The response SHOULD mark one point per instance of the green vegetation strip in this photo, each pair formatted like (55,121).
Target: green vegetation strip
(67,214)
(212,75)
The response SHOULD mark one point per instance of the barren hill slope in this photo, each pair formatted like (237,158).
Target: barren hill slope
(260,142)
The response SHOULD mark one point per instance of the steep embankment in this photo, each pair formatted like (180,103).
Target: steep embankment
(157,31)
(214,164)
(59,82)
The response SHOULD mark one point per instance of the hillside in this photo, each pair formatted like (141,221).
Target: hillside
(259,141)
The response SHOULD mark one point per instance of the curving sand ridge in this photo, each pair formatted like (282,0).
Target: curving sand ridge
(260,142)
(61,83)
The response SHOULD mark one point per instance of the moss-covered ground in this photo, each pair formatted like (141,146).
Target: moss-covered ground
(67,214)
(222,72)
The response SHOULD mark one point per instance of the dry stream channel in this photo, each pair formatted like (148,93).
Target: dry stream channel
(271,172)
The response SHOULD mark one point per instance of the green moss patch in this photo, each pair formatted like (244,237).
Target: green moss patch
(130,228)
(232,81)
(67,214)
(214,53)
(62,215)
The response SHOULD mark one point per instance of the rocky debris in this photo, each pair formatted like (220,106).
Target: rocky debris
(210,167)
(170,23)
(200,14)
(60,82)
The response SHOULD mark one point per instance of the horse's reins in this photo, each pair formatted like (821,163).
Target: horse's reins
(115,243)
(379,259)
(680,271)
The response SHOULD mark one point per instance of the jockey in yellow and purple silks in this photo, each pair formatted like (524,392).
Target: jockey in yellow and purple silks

• • • •

→ **THE TASK**
Convert every line of the listing above into a numbered list, leaving out any blank lines.

→ **TASK RESPONSE**
1. The response SHOULD mark one point per instance of the green vegetation strip in this photo, each pair formatted like (55,121).
2. Target: green vegetation strip
3. (67,214)
4. (212,75)
5. The response SHOULD mark one point per instance of the barren hill slope in this photo, each pair formatted like (237,158).
6. Target: barren hill slope
7. (260,142)
8. The response SHOULD mark one point per instance of the steep embankment in this photo, each pair formatted like (180,103).
9. Target: steep embankment
10. (157,31)
11. (214,164)
12. (59,82)
13. The response SHOULD mark one point per instance of the hillside in this photo, each pair formatted like (141,221).
14. Target: hillside
15. (259,141)
16. The response SHOULD mark one point per instance of the curving sand ridge in this photo, each pair formatted like (282,0).
17. Target: curving sand ridge
18. (260,142)
19. (61,83)
20. The response SHOULD mark one point per instance of the moss-covered ground in this photo, each pair formatted like (141,146).
21. Target: moss-covered ground
22. (67,214)
23. (222,72)
24. The response SHOULD mark one point per instance of the dry stream channel in this photo, each pair formatted like (148,93).
25. Target: dry stream channel
26. (271,172)
27. The response SHOULD mark one point per instance of the green moss patch in this photo, each pair formatted like (244,237).
28. Target: green moss patch
29. (130,228)
30. (232,81)
31. (67,214)
32. (214,53)
33. (62,215)
34. The response SHOULD mark one point per instance of the rocky debris in this photo, each pair formatted like (220,106).
35. Target: rocky debris
36. (210,167)
37. (170,23)
38. (200,14)
39. (60,82)
40. The response SHOULD mark one point per instance of the horse's reins in this photo, each pair formatted like (821,163).
41. Target: horse's reins
42. (115,243)
43. (379,259)
44. (680,271)
45. The response SHOULD mark one point per instance of the jockey in yellow and purple silks in this photo, each pair formatted like (524,392).
46. Target: jockey in yellow and purple silks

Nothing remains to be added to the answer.